**Given request 1:**
Find each line in the entries that contains the string "face", and copy those lines.

**Extracted text:**
- - - - - - -

The reanalyses mostly capture the general shape of moisture profiles at times when thick cloud layers extend close to the surface, below 900 hPa (Figs. 10c,d). However, the reanalyses often strongly underestimate the strength of the near-surface specific humidity inversions in these clouds. These inversions may also be simulated at the wrong height. As a result, the reanalyses often have a dry bias at the lower levels of these clouds (Figs. 10c,d). For example, on 25 May ERA-I, CFSv2, and MERRA-2 have large dry biases for both the specific and relative humidity below 850 hPa. Interestingly, on 25 May ASRv2 simulates the most accurate moisture profile, and on 2 June ASRv2 has the largest dry bias among all reanalyses.
The reanalyses typically perform worst at times when multiple cloud layers are observed (Figs. 10e,f). All of the reanalyses fail to capture the small-scale variability in the specific and relative humidity in these layers, and often the reanalyses underestimate the specific humidity within the cloud layers. As a result, the cloud layers in the reanalyses are either absent, too thin, or at the wrong height (Figs. 10e,f).
The reanalyses mostly simulate the shape of temperature and wind profiles well in spring and summer, including the six examples shown here (Fig. 11). However, the reanalyses frequently underestimate the strength of surface, elevated, and/or cloud-top temperature inversions. For example, on 25 May all of the reanalyses simulate the observed cloud-top inversion at 825 hPa (Fig. 11c). However, the strength of this inversion is substantially underestimated in all reanalyses. The strong inversion in the observations likely indicates the presence of a cloud-top liquid water layer. Such layers of cloud liquid water generate strong radiative cooling, leading to the formation of inversions (Morrison et al. 2011). Reanalyses are known to underestimate the concentration of liquid water in Arctic clouds (Pithan et al. 2016, 2014; Engström et al. 2014; Wesslén et al. 2014; de Boer et al. 2014). The absence of this cloud liquid water layer in the reanalyses, or presence of less liquid water, would result in less radiative cooling and thus a weaker cloud-top inversion, as we see (Fig. 11c). Small cloud-top inversions are also visible in the observations for the elevated cloud layers at 850 hPa on 30 April and 750 hPa on 6 May (Figs. 11e,f). However, temperature inversions are not visible at these heights in any reanalysis. This could indicate that the cloud layers are absent in the reanalyses, or that the vertical resolution of the reanalyses is not sufficient to accurately resolve these features. Cloud liquid water and ice content measurements are not available for N-ICE2015, and so cannot be evaluated further here.

- - - - - - -

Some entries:
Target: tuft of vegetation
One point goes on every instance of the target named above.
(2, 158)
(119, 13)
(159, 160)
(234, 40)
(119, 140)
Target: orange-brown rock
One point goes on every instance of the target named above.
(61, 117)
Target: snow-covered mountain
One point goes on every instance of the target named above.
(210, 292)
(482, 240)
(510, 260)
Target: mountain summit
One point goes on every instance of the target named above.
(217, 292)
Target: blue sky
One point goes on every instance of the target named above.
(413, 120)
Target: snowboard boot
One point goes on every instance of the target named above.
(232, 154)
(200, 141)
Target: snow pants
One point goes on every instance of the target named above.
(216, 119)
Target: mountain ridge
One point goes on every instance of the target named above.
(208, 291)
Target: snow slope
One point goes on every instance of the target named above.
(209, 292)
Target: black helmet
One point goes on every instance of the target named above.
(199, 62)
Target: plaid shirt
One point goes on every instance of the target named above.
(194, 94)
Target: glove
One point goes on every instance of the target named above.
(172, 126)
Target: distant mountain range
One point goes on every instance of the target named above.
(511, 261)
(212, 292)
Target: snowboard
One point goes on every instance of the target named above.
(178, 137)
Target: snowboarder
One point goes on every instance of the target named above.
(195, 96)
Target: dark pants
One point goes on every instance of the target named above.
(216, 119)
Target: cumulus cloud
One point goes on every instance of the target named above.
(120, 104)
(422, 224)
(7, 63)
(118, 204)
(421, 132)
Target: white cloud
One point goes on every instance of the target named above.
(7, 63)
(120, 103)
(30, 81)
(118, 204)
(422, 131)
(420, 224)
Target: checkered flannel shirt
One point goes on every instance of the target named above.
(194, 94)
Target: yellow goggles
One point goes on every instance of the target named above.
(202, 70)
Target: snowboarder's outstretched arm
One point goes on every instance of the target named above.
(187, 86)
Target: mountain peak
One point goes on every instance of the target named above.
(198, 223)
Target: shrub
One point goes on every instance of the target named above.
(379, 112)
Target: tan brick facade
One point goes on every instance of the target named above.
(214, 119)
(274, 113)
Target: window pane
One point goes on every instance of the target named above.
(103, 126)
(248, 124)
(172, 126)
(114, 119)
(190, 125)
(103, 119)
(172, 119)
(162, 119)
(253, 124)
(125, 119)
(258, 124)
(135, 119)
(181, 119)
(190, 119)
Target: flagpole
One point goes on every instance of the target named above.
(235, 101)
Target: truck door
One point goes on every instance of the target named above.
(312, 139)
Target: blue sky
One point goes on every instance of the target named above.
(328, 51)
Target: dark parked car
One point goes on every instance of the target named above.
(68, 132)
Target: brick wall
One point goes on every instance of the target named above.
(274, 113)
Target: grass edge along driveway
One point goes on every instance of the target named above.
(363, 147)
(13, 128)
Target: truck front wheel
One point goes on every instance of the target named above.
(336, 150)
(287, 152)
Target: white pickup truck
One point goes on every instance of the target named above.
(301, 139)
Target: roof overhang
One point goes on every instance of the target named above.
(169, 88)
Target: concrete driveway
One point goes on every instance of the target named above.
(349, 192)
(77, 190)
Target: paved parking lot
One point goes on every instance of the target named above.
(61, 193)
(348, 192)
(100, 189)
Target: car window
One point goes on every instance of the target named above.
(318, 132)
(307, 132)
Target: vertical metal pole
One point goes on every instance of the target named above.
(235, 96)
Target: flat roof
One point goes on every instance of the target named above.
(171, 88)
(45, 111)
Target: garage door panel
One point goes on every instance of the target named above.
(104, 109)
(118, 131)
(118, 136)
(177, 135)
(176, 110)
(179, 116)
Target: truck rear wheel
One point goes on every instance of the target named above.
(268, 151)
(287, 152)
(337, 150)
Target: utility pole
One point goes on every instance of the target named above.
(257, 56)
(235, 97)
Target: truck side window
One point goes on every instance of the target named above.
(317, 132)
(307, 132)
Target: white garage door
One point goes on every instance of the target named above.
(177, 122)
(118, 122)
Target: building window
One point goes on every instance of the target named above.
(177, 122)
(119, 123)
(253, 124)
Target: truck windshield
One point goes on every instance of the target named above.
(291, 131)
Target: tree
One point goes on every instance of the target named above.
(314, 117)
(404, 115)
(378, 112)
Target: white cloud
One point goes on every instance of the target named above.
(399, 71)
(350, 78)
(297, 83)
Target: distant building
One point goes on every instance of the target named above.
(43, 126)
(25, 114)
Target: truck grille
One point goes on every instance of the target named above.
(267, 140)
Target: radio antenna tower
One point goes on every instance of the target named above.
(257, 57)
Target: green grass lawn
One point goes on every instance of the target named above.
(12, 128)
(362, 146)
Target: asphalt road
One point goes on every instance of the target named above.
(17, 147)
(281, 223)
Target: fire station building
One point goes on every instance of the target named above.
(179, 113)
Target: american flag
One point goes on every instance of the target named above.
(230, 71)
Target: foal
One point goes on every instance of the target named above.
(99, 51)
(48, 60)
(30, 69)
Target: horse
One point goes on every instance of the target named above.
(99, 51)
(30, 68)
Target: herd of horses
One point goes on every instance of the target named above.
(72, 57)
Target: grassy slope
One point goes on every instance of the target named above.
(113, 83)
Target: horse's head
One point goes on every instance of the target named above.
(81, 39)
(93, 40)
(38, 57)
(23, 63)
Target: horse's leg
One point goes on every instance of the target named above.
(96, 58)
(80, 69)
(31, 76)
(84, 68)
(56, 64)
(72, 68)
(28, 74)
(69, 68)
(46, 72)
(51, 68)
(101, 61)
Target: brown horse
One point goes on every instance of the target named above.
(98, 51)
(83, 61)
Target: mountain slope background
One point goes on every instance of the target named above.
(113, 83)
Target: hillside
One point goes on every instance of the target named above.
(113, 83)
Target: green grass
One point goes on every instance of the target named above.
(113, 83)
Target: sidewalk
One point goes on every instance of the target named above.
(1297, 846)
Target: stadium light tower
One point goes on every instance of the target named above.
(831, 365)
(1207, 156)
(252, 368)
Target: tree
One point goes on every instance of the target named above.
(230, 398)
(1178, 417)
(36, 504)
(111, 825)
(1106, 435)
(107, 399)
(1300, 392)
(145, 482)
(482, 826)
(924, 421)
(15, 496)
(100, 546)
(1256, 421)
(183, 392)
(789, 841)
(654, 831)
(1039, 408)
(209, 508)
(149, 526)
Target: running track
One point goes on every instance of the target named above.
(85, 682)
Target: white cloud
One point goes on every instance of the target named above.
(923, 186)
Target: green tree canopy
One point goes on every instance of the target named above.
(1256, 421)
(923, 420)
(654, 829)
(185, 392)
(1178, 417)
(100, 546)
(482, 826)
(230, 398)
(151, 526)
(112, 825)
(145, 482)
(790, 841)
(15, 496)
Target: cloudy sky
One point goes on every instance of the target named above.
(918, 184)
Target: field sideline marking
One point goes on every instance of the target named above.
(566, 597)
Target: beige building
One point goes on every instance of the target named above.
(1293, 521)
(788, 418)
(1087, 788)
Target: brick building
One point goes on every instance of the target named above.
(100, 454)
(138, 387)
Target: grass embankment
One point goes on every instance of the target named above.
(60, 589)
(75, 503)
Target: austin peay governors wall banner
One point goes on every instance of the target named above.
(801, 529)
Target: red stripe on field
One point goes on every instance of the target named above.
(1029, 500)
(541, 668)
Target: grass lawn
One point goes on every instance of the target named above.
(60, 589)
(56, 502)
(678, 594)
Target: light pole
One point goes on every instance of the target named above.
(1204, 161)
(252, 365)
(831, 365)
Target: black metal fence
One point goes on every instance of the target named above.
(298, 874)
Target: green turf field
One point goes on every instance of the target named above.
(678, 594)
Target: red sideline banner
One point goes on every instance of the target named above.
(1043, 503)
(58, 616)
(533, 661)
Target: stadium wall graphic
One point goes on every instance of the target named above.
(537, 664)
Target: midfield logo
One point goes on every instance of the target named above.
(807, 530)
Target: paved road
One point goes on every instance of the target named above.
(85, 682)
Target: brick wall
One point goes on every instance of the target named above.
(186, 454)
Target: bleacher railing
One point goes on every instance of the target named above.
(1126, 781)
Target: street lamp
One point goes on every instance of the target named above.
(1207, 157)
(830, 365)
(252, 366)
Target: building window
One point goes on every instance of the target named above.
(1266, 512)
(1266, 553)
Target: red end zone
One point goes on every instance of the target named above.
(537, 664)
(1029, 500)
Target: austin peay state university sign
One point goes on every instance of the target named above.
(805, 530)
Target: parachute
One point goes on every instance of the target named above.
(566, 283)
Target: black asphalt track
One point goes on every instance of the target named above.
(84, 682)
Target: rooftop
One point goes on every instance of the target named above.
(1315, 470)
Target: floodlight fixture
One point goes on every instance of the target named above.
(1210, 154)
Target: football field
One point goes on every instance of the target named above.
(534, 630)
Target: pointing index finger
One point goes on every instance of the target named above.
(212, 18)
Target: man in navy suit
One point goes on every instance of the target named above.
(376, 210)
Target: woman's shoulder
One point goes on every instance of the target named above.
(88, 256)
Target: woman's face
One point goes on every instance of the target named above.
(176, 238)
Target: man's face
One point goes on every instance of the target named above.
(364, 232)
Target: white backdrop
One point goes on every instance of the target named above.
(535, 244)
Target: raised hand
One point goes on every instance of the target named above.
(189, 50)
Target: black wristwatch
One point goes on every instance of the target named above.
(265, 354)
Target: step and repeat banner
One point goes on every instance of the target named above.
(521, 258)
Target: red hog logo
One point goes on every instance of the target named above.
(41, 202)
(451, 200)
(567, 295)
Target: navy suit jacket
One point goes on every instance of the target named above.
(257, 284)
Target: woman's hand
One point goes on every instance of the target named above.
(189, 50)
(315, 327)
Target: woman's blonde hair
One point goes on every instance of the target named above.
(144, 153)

- - - - - - -

**Given request 2:**
Name every reanalysis product mentioned in the passage on Arctic reanalysis profiles.

**Correct response 1:**
Target: woman's face
Target: man's face

**Correct response 2:**
ERA-I, CFSv2, MERRA-2, ASRv2